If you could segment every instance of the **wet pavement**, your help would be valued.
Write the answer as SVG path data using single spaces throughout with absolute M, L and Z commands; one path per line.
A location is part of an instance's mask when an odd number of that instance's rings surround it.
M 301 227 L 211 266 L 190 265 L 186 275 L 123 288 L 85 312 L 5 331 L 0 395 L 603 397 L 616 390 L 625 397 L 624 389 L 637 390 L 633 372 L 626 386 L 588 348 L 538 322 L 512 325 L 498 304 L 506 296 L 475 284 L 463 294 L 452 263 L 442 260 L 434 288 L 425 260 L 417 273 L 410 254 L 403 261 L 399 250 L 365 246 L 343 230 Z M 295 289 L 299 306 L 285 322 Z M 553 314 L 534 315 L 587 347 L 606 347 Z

● ● ● ● ● ● ●

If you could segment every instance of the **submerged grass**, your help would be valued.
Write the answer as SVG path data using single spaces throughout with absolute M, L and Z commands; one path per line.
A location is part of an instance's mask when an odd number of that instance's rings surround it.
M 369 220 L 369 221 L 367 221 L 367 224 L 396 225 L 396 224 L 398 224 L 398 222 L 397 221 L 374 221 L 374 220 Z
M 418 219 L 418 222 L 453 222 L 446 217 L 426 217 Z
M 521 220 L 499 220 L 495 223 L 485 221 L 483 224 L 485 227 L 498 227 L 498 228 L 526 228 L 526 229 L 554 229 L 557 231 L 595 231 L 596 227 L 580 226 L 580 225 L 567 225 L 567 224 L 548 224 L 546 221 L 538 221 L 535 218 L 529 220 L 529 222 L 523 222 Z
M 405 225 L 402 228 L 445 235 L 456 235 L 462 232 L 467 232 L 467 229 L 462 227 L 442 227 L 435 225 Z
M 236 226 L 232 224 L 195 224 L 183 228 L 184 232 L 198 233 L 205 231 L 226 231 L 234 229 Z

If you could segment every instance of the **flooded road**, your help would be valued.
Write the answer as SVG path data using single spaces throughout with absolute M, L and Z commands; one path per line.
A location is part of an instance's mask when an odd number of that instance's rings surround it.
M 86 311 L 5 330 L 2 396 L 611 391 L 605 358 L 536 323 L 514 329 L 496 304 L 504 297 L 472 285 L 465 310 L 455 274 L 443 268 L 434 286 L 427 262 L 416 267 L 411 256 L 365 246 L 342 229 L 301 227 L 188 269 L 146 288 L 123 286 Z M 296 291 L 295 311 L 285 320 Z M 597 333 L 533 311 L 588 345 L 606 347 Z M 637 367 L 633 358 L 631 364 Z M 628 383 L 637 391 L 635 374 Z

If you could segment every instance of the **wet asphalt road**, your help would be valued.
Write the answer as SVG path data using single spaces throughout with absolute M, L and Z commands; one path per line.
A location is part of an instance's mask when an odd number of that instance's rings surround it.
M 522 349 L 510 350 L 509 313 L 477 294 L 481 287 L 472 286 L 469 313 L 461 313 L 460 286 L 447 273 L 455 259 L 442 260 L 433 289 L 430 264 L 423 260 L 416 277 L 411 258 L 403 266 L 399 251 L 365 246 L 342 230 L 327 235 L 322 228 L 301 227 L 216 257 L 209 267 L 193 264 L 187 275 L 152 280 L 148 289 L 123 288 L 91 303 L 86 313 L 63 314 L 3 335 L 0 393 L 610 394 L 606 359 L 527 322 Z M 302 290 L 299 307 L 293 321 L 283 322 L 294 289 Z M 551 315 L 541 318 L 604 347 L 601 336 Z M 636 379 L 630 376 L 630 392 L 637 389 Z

● ● ● ● ● ● ●

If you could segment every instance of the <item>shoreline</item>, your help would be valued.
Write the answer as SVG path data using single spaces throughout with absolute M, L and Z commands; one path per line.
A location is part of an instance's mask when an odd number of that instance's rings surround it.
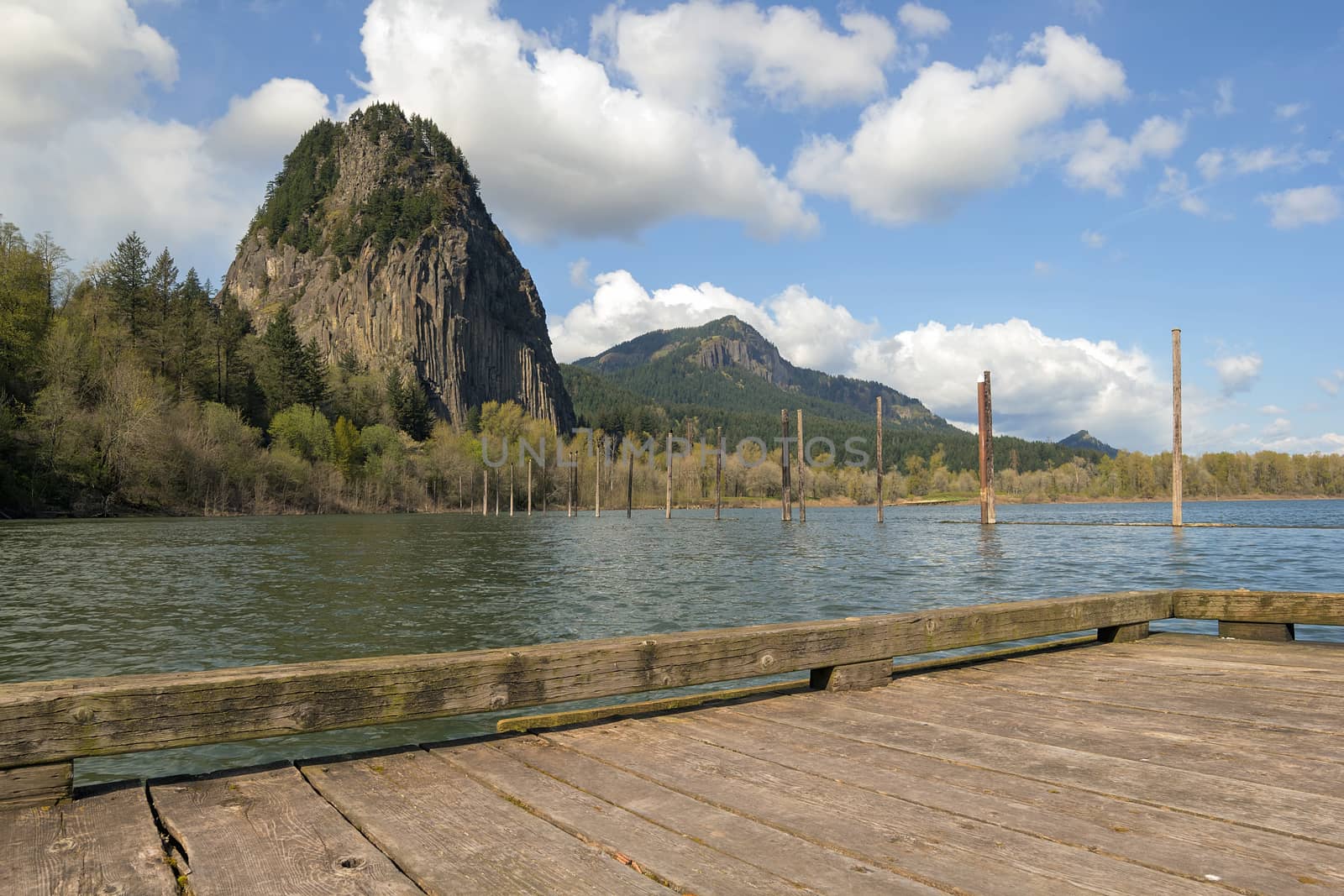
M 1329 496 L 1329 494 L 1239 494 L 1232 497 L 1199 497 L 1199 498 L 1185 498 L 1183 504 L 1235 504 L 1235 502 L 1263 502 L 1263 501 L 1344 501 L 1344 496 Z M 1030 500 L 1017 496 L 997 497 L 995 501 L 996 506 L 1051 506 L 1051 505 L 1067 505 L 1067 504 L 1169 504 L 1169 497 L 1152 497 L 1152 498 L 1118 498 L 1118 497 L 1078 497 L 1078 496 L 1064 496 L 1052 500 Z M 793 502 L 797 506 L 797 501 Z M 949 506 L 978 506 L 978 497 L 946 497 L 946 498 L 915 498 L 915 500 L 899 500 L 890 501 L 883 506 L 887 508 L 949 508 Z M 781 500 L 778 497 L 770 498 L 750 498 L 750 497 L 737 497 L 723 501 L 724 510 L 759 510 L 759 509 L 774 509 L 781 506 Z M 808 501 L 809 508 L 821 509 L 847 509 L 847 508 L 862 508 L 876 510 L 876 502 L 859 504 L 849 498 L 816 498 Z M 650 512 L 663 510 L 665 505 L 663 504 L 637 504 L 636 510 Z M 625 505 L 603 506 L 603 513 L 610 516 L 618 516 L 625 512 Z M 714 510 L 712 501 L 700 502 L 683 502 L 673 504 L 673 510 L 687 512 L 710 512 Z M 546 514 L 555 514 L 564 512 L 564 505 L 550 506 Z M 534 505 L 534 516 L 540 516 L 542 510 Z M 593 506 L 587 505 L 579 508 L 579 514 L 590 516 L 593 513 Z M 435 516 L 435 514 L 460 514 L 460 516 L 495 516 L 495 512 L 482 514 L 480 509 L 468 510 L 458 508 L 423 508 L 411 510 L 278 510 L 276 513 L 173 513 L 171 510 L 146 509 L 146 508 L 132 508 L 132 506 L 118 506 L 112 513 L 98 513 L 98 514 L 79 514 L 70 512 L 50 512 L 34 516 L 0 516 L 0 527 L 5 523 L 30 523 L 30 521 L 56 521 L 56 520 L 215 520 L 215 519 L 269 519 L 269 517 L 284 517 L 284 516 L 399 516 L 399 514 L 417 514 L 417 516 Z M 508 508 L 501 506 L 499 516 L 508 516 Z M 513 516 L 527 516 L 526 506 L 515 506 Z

● ● ● ● ● ● ●

DO THIS:
Copy the lines of the listing without changes, from the line containing "If you could segment every instance of the **flooded" through the line containing "M 86 311 L 5", including both of those lines.

FINISHED TASK:
If you could segment every instance of the **flooded road**, your help would be valued.
Write the answer as SVG path data using single spaces throughout with absolute M, L and Z commands; one path per line.
A location is part of an instance's mask when an odd number of that instance's rings surround it.
M 86 311 L 5 330 L 2 396 L 611 391 L 605 358 L 536 323 L 514 329 L 496 304 L 504 297 L 472 285 L 465 310 L 455 274 L 443 268 L 434 286 L 427 262 L 416 267 L 411 256 L 365 246 L 342 229 L 301 227 L 188 269 L 146 288 L 123 286 Z M 296 291 L 295 311 L 285 320 Z M 597 333 L 533 311 L 588 345 L 606 347 Z M 637 367 L 633 358 L 631 364 Z M 628 383 L 637 391 L 635 374 Z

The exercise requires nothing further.